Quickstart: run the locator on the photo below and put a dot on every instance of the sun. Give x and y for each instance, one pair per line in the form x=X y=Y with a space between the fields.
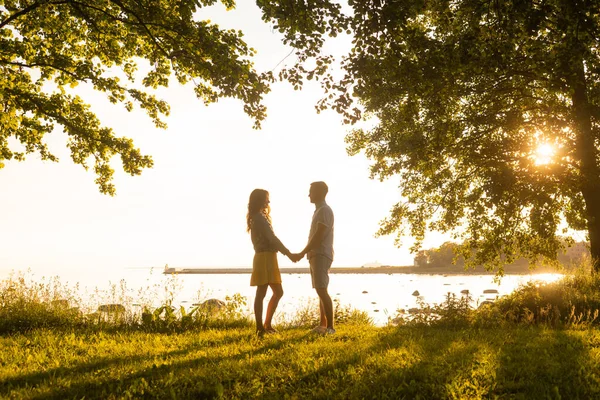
x=543 y=154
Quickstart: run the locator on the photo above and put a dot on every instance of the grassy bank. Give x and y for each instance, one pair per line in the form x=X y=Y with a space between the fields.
x=541 y=342
x=357 y=362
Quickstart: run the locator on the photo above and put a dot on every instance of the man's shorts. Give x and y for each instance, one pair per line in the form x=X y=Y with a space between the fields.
x=319 y=271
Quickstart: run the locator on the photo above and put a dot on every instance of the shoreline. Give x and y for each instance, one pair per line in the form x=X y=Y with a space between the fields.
x=375 y=270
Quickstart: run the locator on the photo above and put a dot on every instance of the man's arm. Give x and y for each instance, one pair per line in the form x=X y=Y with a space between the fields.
x=315 y=240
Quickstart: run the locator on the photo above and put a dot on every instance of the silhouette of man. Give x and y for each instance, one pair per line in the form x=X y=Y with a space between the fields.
x=319 y=250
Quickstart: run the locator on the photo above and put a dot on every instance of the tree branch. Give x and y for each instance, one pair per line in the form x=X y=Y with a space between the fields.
x=26 y=10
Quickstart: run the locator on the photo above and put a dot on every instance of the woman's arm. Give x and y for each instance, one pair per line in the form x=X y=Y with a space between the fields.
x=267 y=231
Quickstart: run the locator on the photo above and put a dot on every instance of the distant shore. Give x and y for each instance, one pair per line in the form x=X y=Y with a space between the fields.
x=513 y=270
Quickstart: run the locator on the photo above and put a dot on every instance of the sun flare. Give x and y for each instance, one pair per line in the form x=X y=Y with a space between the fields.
x=543 y=154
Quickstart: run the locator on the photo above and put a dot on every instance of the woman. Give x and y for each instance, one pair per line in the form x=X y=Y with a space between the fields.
x=265 y=270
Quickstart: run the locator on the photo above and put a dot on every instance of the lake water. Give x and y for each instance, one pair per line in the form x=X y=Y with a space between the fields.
x=378 y=294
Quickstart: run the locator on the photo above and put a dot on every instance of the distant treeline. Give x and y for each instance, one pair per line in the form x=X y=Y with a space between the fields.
x=445 y=256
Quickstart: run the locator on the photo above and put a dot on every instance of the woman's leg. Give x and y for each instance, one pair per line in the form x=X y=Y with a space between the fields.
x=261 y=292
x=277 y=295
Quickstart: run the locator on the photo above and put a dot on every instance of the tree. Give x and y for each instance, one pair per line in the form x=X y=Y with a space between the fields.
x=463 y=94
x=47 y=46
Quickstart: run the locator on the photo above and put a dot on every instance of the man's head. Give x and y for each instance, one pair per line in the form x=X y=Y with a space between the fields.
x=317 y=192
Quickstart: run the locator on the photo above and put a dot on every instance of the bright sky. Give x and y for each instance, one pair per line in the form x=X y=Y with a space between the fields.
x=189 y=210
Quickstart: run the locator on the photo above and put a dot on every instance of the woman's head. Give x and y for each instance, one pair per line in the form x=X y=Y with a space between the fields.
x=258 y=203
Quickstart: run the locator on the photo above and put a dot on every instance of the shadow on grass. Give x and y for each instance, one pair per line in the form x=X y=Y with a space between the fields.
x=137 y=384
x=37 y=378
x=405 y=362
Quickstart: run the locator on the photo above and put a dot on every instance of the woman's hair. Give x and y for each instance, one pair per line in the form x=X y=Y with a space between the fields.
x=258 y=203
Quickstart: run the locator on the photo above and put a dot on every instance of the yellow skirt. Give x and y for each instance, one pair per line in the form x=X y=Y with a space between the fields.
x=265 y=269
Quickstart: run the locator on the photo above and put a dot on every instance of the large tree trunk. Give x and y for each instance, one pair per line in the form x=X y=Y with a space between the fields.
x=587 y=154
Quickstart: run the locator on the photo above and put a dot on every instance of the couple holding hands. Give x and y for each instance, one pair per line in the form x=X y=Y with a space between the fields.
x=265 y=269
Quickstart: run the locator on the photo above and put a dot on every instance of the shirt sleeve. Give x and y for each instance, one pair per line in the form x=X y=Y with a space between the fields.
x=325 y=217
x=266 y=230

++++++++++

What to produce:
From the first line to the last, print the records exactly; leave out the pictures.

Solution:
Quickstart: run the locator on the photo below and put a dot on every instance of the sun. Give x and y for each instance, one pair per line in the form x=X y=Y with a space between the fields.
x=543 y=154
Quickstart: run the locator on the photo above and put a dot on every instance of the grassy bank. Give x and y for each instance, one pair per line in the form x=X y=Y with a space between the fields.
x=541 y=342
x=357 y=362
Quickstart: run the locator on the photo above and put a dot on every instance of the man's shorts. Give x and y for each instance, one pair per line in the form x=X y=Y with a space between the fields.
x=319 y=271
Quickstart: run the locator on the photo above and put a dot on every instance of the shoreline. Give x and y for each instance, one pair per line in the form x=X y=Y with a space between the fields.
x=375 y=270
Quickstart: run the locator on the photo above and put a dot on every instance of the man's arm. Give x and y for each instance, one pair per line in the form x=X y=Y with a space between the fields.
x=315 y=240
Quickstart: run the locator on the photo above and put a dot on every instance of the silhouette of man. Give x and y for each instance, one pair per line in the form x=X y=Y with a space between the fields.
x=319 y=250
Quickstart: run the locator on the photo above and put a dot on every instance of the tree branch. Give x and y for each instance, one pair per line in the form x=X y=Y with a space between the fields.
x=26 y=10
Quickstart: run the locator on the photo above and put a dot on every instance of the woman's arm. Give x and y for each instance, one pair per line in the form x=X y=Y with a space between the fields.
x=267 y=231
Quickstart: run the locator on the photo above and put a dot on every instance of the distant shore. Give x and y for each instance, one pair per line in the form x=X y=Y with a space between the fields.
x=513 y=270
Quickstart: run the locator on the photo above and put a dot on every instance of the sun flare. Give x and y for each instance, one pair per line in the form x=X y=Y with a space between the fields.
x=543 y=154
Quickstart: run the locator on the photo above and put a dot on every instance of the woman. Give x and y for each instance, one pair per line in the form x=X y=Y with a space between the fields.
x=265 y=270
Quickstart: run the locator on the photo above and put a dot on every instance of the lake water. Give x and y for each instance, one pair per line in the form x=X y=Y with a space between the fields.
x=378 y=294
Quickstart: run the locator on the photo above and put a dot on every instance of the distant treeline. Give x and y for each instance, one pair per line in the form x=X y=Y with a space between the fields.
x=445 y=256
Quickstart: run the locator on the photo above and put a dot on every instance of the woman's leg. Give x and y for each instance, one pair per line in the form x=X y=Y with a space between the fields.
x=261 y=292
x=277 y=295
Quickstart: run the locator on the photo above and put a dot on every instance of the tree. Give x and y for each instance, one pair per line in the form x=X y=Y with a space between the fields.
x=463 y=94
x=47 y=46
Quickstart: run the locator on the photo above and put a dot on every instance of the man's head. Give x and y for each instance, one pair per line in the form x=X y=Y with a space between the fields.
x=317 y=192
Quickstart: run the locator on the photo above and put a dot on every instance of the bright sky. Give x and y for each instance, one pair per line in the form x=X y=Y with a space between the fields.
x=189 y=210
Quickstart: run the locator on the photo above and put a dot on every instance of the woman's head. Give x and y for each instance, one pair per line in the form x=X y=Y with a space between the fields.
x=258 y=203
Quickstart: run the locator on the photo above and put a dot on every instance of the shadow on grass. Give x and y for each instance, one pair per line in the form x=X y=Y with a space between the fields.
x=137 y=384
x=37 y=378
x=405 y=362
Quickstart: run the locator on the photo above and put a dot on every instance of the woman's hair. Give x and y for each instance, one pair per line in the form x=X y=Y with a space between the fields.
x=258 y=203
Quickstart: run the locator on the photo above and put a dot on every instance of the yellow skirt. Give x and y for each instance, one pair per line in the form x=X y=Y with a space between the fields.
x=265 y=269
Quickstart: run the locator on the photo above and put a dot on every instance of the large tree trunk. Give x and y for each instance, one pair per line in the form x=X y=Y with a space between the fields.
x=587 y=154
Quickstart: run the locator on the photo above and put a dot on every instance of the couple holding hands. Give x and y for each instance, one pair per line in the form x=X y=Y with a space between the fields.
x=265 y=269
Quickstart: run the locator on the photo above and put a dot on every instance of the shirt sleeve. Give x and y for each instance, one pair per line in the form x=X y=Y with a space between the fields.
x=325 y=217
x=266 y=230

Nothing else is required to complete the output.